Information provided -

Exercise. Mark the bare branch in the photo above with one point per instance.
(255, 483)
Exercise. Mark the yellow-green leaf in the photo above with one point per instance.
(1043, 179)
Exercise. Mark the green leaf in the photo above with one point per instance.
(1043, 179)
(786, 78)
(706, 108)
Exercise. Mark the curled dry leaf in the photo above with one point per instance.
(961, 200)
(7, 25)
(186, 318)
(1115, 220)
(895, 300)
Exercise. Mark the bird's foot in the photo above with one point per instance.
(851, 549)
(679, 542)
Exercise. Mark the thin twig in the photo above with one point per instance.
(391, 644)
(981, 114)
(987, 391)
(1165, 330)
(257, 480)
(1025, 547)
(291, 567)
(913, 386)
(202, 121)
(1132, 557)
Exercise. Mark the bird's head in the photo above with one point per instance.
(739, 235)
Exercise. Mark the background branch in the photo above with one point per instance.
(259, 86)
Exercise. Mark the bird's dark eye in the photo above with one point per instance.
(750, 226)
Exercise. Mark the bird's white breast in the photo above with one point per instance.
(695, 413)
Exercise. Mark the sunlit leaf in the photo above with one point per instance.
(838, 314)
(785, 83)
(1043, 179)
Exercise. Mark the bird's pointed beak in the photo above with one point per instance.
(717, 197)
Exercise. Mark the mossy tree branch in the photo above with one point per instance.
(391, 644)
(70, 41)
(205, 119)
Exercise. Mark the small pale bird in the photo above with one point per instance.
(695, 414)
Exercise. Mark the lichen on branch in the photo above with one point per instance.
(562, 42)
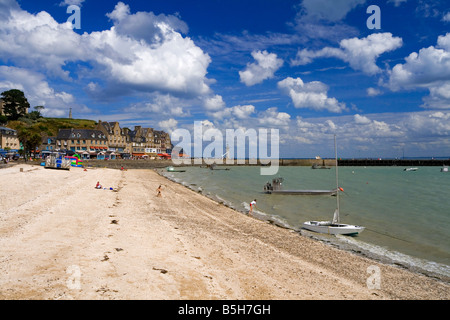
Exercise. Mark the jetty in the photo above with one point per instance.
(395, 162)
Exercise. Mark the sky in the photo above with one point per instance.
(377, 77)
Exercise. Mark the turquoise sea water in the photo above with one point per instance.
(406, 214)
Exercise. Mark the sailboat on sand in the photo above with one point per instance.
(334, 226)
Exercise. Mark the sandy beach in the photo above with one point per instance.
(61, 238)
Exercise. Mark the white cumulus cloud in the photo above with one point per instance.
(264, 68)
(312, 95)
(361, 54)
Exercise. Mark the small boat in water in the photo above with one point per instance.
(275, 188)
(333, 227)
(172, 169)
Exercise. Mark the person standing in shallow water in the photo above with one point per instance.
(252, 204)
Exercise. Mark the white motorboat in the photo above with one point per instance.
(333, 227)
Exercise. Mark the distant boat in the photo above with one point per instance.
(333, 227)
(275, 188)
(172, 169)
(316, 166)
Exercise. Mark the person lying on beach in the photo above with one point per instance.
(159, 191)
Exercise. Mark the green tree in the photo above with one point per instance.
(15, 104)
(36, 114)
(30, 140)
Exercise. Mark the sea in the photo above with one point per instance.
(406, 213)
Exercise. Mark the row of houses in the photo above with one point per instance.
(109, 140)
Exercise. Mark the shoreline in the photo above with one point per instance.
(130, 244)
(333, 241)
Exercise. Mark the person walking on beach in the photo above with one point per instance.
(159, 191)
(252, 204)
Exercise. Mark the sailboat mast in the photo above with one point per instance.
(337, 178)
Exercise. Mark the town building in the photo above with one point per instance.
(87, 143)
(118, 140)
(9, 139)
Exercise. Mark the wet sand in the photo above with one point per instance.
(63, 239)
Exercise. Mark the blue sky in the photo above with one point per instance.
(310, 68)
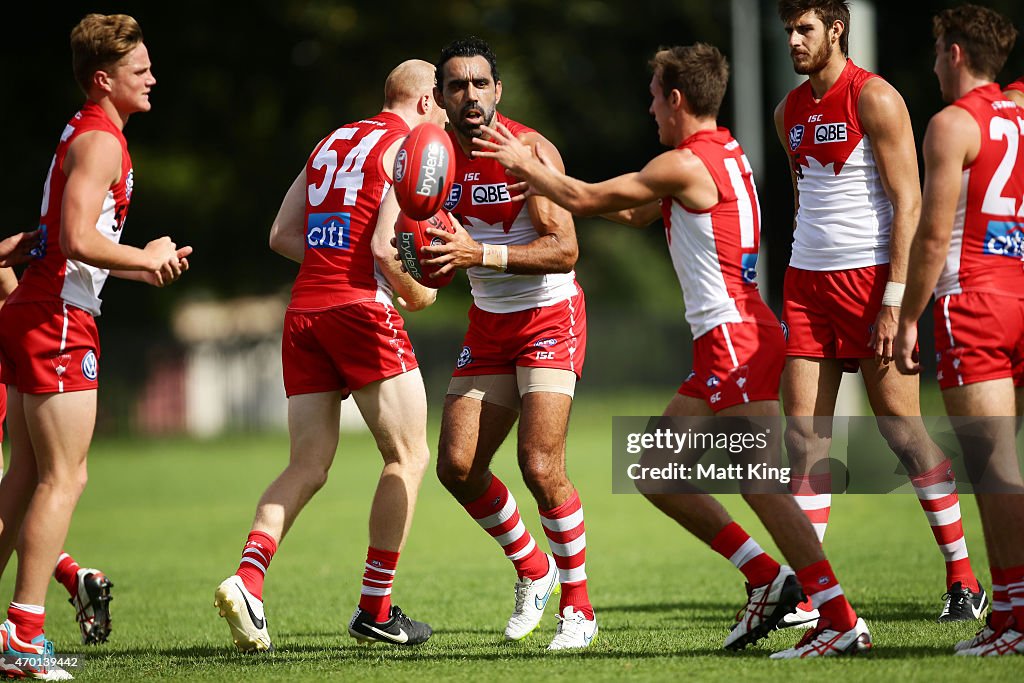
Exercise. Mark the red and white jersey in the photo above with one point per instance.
(346, 182)
(480, 200)
(987, 242)
(715, 251)
(845, 216)
(55, 276)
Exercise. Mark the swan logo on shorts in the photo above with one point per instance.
(454, 196)
(796, 135)
(89, 366)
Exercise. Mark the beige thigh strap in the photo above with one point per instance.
(546, 379)
(498, 389)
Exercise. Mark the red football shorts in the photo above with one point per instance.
(344, 348)
(738, 363)
(832, 313)
(48, 347)
(979, 337)
(546, 337)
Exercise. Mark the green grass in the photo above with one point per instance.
(167, 518)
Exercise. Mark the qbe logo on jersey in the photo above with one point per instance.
(493, 194)
(328, 230)
(829, 132)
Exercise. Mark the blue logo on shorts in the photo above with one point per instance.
(1005, 239)
(796, 135)
(89, 366)
(328, 230)
(454, 196)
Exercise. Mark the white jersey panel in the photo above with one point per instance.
(694, 255)
(83, 283)
(498, 292)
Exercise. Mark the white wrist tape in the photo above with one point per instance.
(496, 257)
(893, 296)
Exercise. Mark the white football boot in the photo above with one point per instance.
(244, 613)
(530, 599)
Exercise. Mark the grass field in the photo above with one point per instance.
(166, 519)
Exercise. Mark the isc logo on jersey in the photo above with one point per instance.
(455, 195)
(829, 132)
(493, 194)
(327, 230)
(1005, 239)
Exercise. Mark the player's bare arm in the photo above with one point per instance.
(412, 295)
(951, 138)
(887, 124)
(673, 173)
(782, 139)
(92, 164)
(17, 248)
(288, 233)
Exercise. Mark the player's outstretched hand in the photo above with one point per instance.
(905, 349)
(457, 251)
(168, 261)
(20, 248)
(883, 334)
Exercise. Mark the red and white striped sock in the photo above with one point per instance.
(735, 545)
(567, 538)
(813, 495)
(375, 596)
(498, 514)
(1001, 607)
(1015, 591)
(67, 572)
(826, 595)
(256, 557)
(28, 620)
(936, 491)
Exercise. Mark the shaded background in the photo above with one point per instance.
(246, 90)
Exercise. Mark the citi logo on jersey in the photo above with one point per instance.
(1005, 239)
(493, 194)
(328, 230)
(829, 132)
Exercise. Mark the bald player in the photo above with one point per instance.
(342, 336)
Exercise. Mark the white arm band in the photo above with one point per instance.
(496, 257)
(893, 296)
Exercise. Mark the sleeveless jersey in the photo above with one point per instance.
(57, 278)
(987, 242)
(715, 251)
(346, 182)
(480, 200)
(844, 215)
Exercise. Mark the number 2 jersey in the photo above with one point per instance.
(987, 245)
(844, 216)
(715, 251)
(345, 183)
(480, 200)
(55, 276)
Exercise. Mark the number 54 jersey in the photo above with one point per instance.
(345, 183)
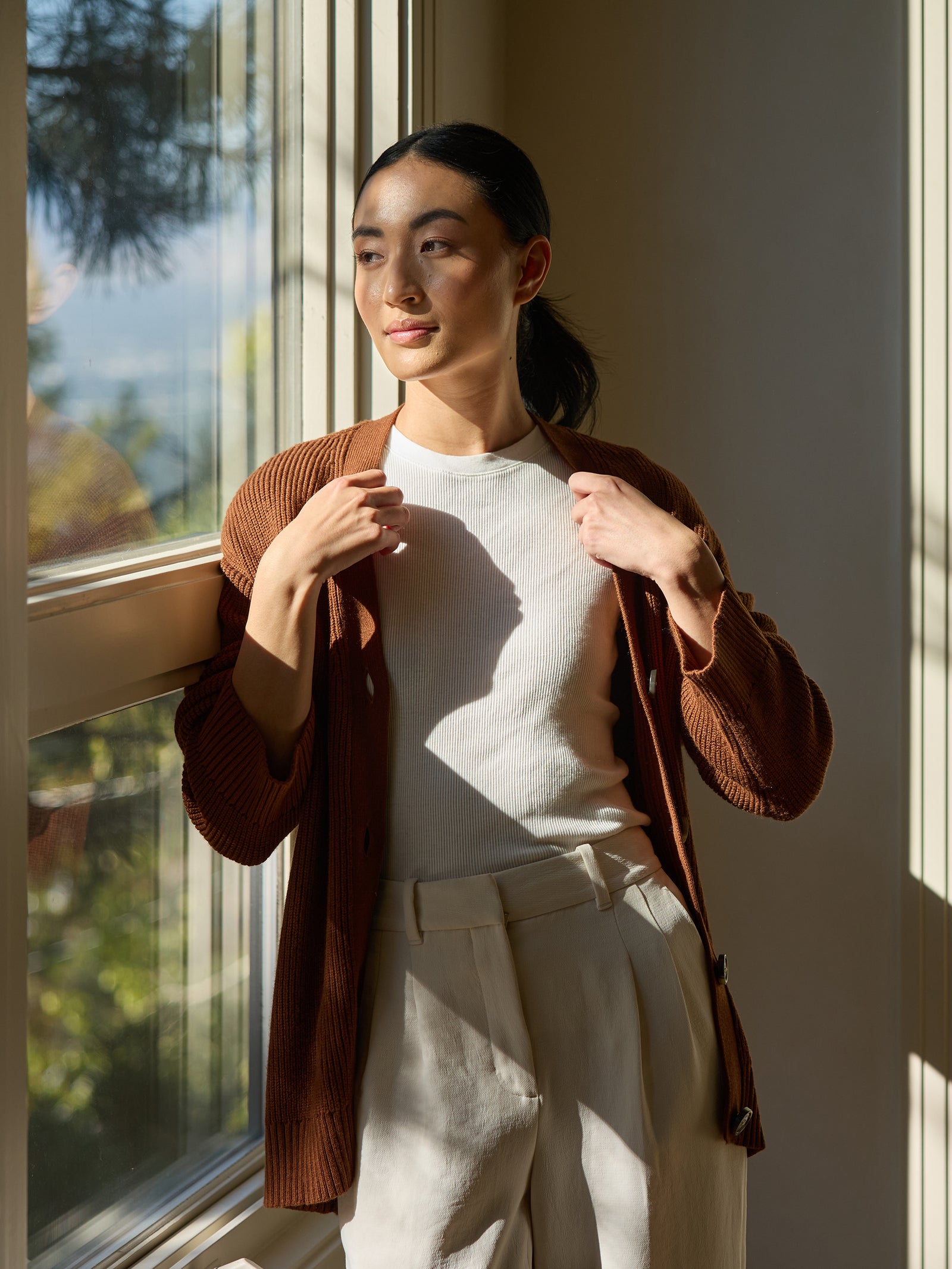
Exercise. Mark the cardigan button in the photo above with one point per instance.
(741, 1120)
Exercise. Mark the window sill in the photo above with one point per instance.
(238, 1226)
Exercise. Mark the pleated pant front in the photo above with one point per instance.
(540, 1080)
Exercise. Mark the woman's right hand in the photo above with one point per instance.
(345, 522)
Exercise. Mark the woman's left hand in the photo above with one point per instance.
(622, 528)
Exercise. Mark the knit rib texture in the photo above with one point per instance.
(757, 728)
(499, 638)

Task details -
Copy all of the items above line for line, without changing anything. Leave the pictures out.

In response -
Exercise. Mark the bare branch in the photo above with one point per instance.
(255, 483)
Exercise. Mark the yellow-green leaf in the photo above with one point per instance.
(1043, 179)
Exercise. Mark the green leaf in the photo above with one point per instance.
(1043, 179)
(786, 78)
(706, 108)
Exercise. Mark the curled dry leaf in the photo above with one point per instance.
(961, 200)
(7, 25)
(186, 318)
(1115, 220)
(895, 300)
Exercise. Mark the bird's foot in the photo above with one point per instance.
(851, 549)
(679, 542)
Exercise. Mark the thin twig in the photo above with one point per instance.
(391, 644)
(981, 114)
(987, 391)
(1165, 330)
(257, 480)
(1025, 547)
(291, 567)
(913, 386)
(202, 121)
(1132, 557)
Exercise. Mark the bird's head in the photo above with one point per instance.
(739, 235)
Exercise. Mark the background branch in the photo above with one point per instance.
(259, 86)
Exercise. Mark the bird's dark eye in the photo above with one point per instance.
(750, 226)
Exercise. Mark the bird's white breast in the photo above with one point per instance.
(695, 413)
Exercise. Mark the sunlit leaf in the photo above with one point per instance.
(838, 314)
(785, 83)
(1043, 179)
Exercise. Mark the bird's pointed beak in the photo above with one point per instance.
(717, 197)
Exercise. Mark the mossy tree branch in the photo above with one point per instance.
(391, 644)
(70, 41)
(205, 119)
Exercise. Mark the small pale bird in the photo above with one point per instance.
(695, 414)
Exercise. Mark the lichen on branch in the photo above with one point per instance.
(562, 42)
Exercise. Mark the jetty in the photo above with one point per instance.
(395, 162)
Exercise. Mark the sky in the photo above with one point per instance.
(377, 77)
Exercise. Mark the turquoise sea water in the photo above with one point per instance.
(406, 214)
Exercise. Mark the sailboat on sand in the photo above with one point per instance.
(334, 226)
Exercise. Mark the sandy beach in the photo above with one point per instance.
(61, 238)
Exercise. Mark the white cumulus cloud in the photo above with one point per instance.
(264, 68)
(312, 95)
(361, 54)
Exercise. Mark the small boat in water in the photo above with one point per instance.
(275, 188)
(333, 227)
(172, 169)
Exercise. Mark the person standing in shallow water in the photo above with one point per instance.
(252, 204)
Exercise. Mark the white motorboat in the photo above with one point per instance.
(333, 227)
Exercise. Mark the distant boat in the photo above with one point per instance.
(333, 227)
(275, 188)
(172, 169)
(316, 166)
Exercise. Mark the person lying on beach in the photo above with one point per instance.
(159, 191)
Exercise. Mark the green tree in the photo above with one point per instance.
(15, 104)
(36, 114)
(30, 140)
Exercise. Mark the sea in the photo above with one point per instance.
(406, 213)
Exercise. Mark the row of houses in the photo above with one point per instance.
(109, 140)
Exercise. Mark the shoreline in the photo above with one point per instance.
(130, 244)
(333, 241)
Exercise. Mark the person walking on beach in the photo above with one point per instance.
(159, 191)
(252, 204)
Exercise. Mark the sailboat mast in the photo above with one point per instance.
(337, 178)
Exercise. Mark the town building in the photo above with one point per instance.
(87, 143)
(118, 140)
(9, 139)
Exercise. Mark the wet sand in the photo above with one point per instance.
(63, 239)
Exercise. Mark the blue sky in the photo above with one point per instance.
(310, 68)
Exercise. Mark the red and white jersey in the photo above with one point per instance.
(346, 182)
(480, 200)
(987, 242)
(715, 251)
(845, 216)
(55, 276)
Exercise. Mark the swan logo on shorts in the photo above with one point per instance.
(454, 196)
(796, 135)
(89, 366)
Exercise. Mark the beige thigh strap in the photo above with one point per instance.
(546, 379)
(498, 389)
Exercise. Mark the red football shorts in the photo above with one point per instance.
(344, 348)
(738, 363)
(832, 313)
(48, 347)
(979, 337)
(546, 337)
Exercise. Mark the green grass in the photo above with one point per instance.
(167, 518)
Exercise. Mark the qbe logo on jersey in the photo above with one point per instance.
(493, 194)
(328, 230)
(829, 132)
Exercise. Mark the blue logo on shorts in the photo above with one point per instance.
(1005, 239)
(796, 135)
(89, 366)
(328, 230)
(454, 196)
Exercise. Mark the white jersey panel in the photo above with one point per instance.
(694, 255)
(83, 283)
(498, 292)
Exercise. Mark the white wrist tape in the photo above with one point per instance.
(496, 257)
(893, 296)
Exercise. Mark the white football boot in the photo above with one point per instance.
(244, 613)
(530, 599)
Exercise. Mark the grass field in the photo above with one point per instance.
(166, 519)
Exercise. Mark the isc logo on jersey in the photo above with one point per instance.
(455, 195)
(829, 132)
(493, 194)
(327, 230)
(1005, 239)
Exercise. Mark the player's bare arm in the photo above with one point per instance.
(412, 295)
(951, 138)
(887, 124)
(673, 173)
(782, 139)
(92, 164)
(17, 248)
(288, 233)
Exercise. Mark the player's outstretched hand in the photo above with one point per instance.
(905, 349)
(457, 251)
(168, 261)
(20, 248)
(883, 334)
Exercise. Mark the red and white striped sock in the photo above with one point per instance.
(735, 545)
(567, 538)
(813, 495)
(375, 596)
(498, 514)
(1001, 607)
(1015, 591)
(67, 572)
(826, 595)
(256, 557)
(28, 620)
(936, 491)
Exercise. Mark the shaded background in the photo above with one point per instance.
(246, 90)
Exercise. Mark the citi logo on jersey in the photo above with one point per instance.
(1005, 239)
(493, 194)
(328, 230)
(829, 132)
Exercise. Mark the bald player in the photo above with one point per instance.
(342, 336)
Exercise. Mark the white arm band in the photo above with one point per instance.
(496, 257)
(893, 296)
Exercise. Mark the sleeveless jersey in the photo above with one point per instance.
(57, 278)
(987, 242)
(715, 251)
(346, 182)
(480, 200)
(844, 215)
Exercise. Mark the number 2 jersey in the photo above with one point per instance.
(987, 245)
(844, 216)
(715, 251)
(345, 183)
(480, 200)
(55, 276)
Exercise. Mark the number 54 jersey in the photo above with one point per instance.
(345, 183)
Exercise. Mark the cardigan button in the photo above with one point per instance.
(741, 1120)
Exercise. Mark the window sill in the photo above with one point per instance.
(238, 1226)
Exercise. Mark the pleated pant front in the photo above with one point per instance.
(540, 1080)
Exercise. Mark the woman's right hand in the photo above with one point per instance.
(345, 522)
Exercise. Mark the woman's left hand in the photo above with one point per instance.
(622, 528)
Exercise. Mark the knit rib texture in the photo above with one point per instance.
(757, 728)
(499, 638)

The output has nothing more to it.